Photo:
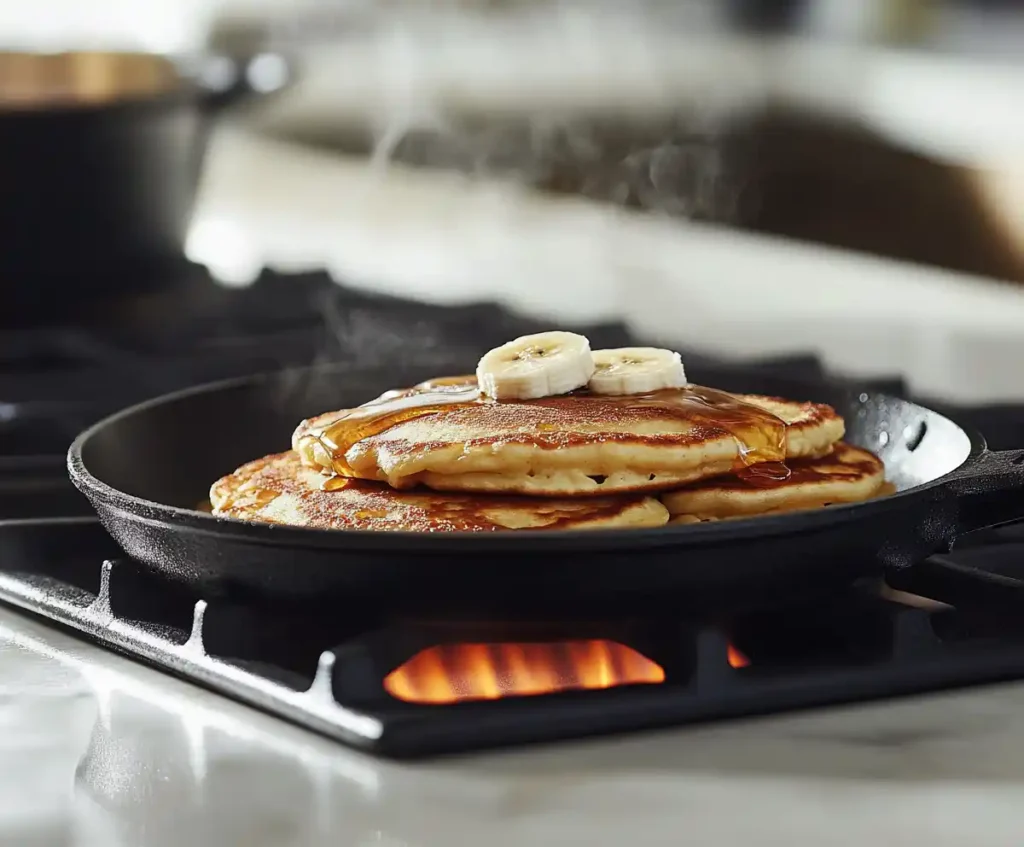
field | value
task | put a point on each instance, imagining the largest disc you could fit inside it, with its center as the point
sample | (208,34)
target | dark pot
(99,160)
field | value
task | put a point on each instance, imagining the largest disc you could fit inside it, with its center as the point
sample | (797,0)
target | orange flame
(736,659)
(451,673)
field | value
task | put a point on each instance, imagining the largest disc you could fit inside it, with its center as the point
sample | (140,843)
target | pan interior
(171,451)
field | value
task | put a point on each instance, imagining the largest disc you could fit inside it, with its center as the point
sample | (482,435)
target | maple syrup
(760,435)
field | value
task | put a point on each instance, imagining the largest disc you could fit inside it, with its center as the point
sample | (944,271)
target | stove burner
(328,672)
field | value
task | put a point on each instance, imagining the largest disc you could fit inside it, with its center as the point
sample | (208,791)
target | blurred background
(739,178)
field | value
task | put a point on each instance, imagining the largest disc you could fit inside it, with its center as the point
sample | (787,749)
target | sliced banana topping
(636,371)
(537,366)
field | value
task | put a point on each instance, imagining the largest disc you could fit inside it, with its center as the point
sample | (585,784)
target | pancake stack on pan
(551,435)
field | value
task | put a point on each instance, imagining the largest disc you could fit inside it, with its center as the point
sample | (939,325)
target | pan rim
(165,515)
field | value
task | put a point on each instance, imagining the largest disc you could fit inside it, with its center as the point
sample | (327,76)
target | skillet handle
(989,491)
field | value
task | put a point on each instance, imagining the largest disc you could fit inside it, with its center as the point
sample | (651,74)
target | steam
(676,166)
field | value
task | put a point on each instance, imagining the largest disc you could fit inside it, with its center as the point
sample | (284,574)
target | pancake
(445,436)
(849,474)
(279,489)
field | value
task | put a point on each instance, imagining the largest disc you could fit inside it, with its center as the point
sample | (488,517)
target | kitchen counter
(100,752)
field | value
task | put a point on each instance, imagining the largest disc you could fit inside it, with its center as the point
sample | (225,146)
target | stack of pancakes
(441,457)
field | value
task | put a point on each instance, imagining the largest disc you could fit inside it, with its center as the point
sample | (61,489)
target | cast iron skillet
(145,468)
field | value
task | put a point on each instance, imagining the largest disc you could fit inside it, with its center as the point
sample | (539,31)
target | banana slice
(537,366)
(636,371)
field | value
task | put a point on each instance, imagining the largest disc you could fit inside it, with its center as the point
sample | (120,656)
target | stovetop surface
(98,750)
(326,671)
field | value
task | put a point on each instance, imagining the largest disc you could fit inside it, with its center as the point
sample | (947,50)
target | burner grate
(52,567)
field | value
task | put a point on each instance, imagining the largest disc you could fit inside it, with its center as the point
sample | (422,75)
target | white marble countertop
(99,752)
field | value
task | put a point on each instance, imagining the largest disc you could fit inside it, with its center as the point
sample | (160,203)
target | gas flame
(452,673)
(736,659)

---

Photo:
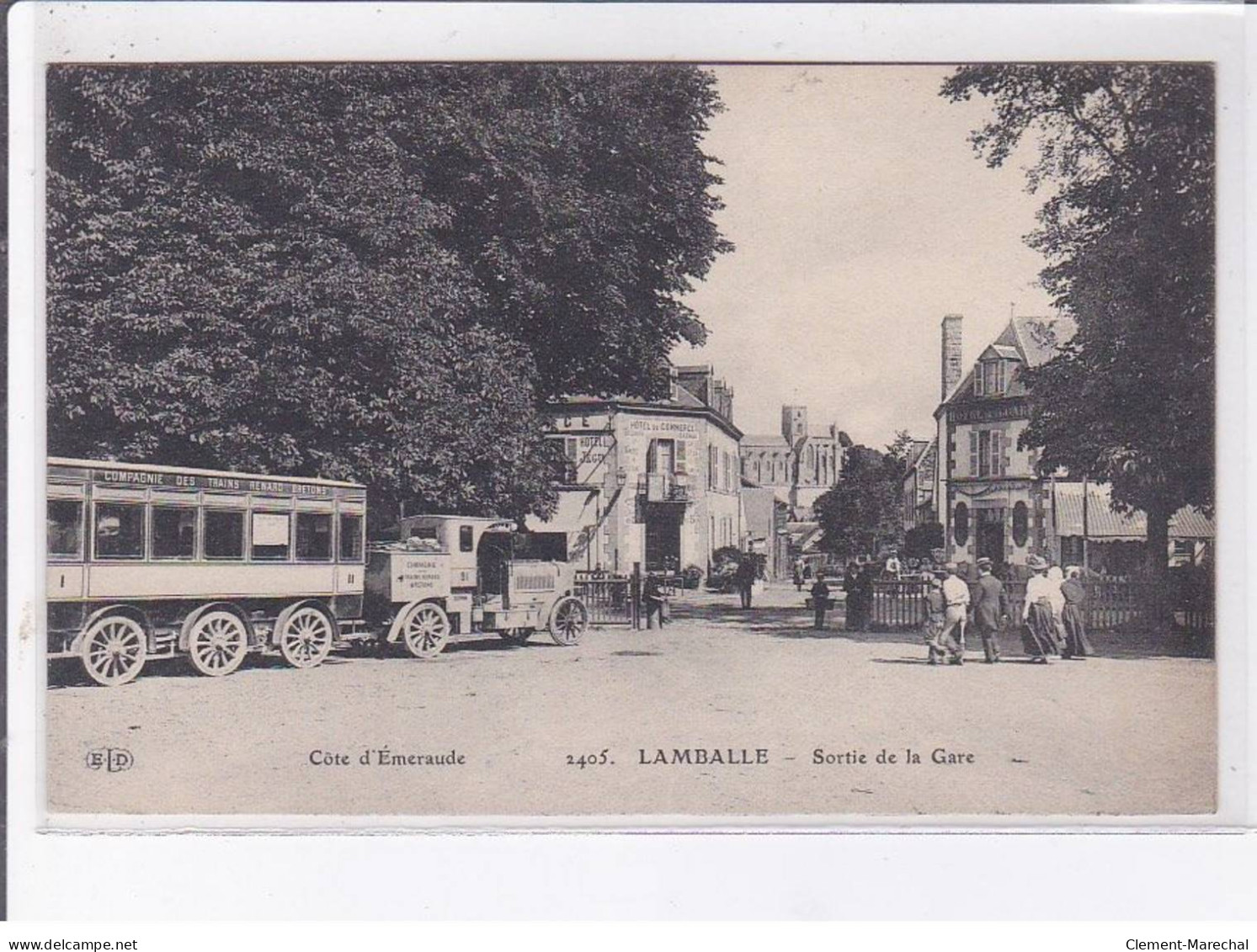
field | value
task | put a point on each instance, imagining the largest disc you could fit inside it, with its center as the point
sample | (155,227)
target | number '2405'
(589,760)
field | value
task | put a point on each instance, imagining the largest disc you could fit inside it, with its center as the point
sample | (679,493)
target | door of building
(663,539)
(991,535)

---

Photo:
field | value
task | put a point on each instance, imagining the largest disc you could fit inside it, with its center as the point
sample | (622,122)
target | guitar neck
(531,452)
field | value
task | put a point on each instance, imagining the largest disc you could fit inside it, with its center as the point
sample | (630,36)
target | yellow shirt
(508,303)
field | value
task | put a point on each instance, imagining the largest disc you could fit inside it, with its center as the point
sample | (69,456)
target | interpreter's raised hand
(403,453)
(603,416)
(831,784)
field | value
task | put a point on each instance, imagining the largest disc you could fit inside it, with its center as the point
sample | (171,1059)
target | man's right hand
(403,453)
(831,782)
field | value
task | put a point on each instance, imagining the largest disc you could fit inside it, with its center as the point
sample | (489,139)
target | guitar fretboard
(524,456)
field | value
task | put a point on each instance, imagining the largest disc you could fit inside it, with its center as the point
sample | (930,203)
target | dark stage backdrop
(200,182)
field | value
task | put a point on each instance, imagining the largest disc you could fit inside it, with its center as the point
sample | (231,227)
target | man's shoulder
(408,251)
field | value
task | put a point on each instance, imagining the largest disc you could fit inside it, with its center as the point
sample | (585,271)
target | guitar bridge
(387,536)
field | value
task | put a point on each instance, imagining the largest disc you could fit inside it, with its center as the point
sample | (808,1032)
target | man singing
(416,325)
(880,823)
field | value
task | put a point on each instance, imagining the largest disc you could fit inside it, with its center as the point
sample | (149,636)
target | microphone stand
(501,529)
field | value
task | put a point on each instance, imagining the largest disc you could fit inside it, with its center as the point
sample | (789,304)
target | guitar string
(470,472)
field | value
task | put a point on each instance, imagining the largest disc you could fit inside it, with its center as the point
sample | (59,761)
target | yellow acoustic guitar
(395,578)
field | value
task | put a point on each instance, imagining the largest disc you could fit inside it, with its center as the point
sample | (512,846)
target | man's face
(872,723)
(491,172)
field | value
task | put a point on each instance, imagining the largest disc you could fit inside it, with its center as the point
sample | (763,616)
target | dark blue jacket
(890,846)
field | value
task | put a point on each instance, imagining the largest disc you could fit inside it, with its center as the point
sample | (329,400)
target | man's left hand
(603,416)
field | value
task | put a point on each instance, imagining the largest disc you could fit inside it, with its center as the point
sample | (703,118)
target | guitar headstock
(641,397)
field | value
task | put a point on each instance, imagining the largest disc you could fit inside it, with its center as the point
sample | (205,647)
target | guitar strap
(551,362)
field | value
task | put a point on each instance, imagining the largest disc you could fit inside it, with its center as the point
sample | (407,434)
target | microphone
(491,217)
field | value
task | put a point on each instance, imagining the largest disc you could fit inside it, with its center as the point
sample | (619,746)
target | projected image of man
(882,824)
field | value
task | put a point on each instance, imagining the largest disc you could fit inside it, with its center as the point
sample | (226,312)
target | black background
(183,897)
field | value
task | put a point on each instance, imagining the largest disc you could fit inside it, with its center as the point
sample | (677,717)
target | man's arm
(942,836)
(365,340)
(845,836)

● **Task to carry out**
Pull out every line of the entries above that contains the word "stack". Case matters, so match capital and lowercase letters precisely.

● **Response for this exercise**
target | pancake stack on pan
target | stack of pancakes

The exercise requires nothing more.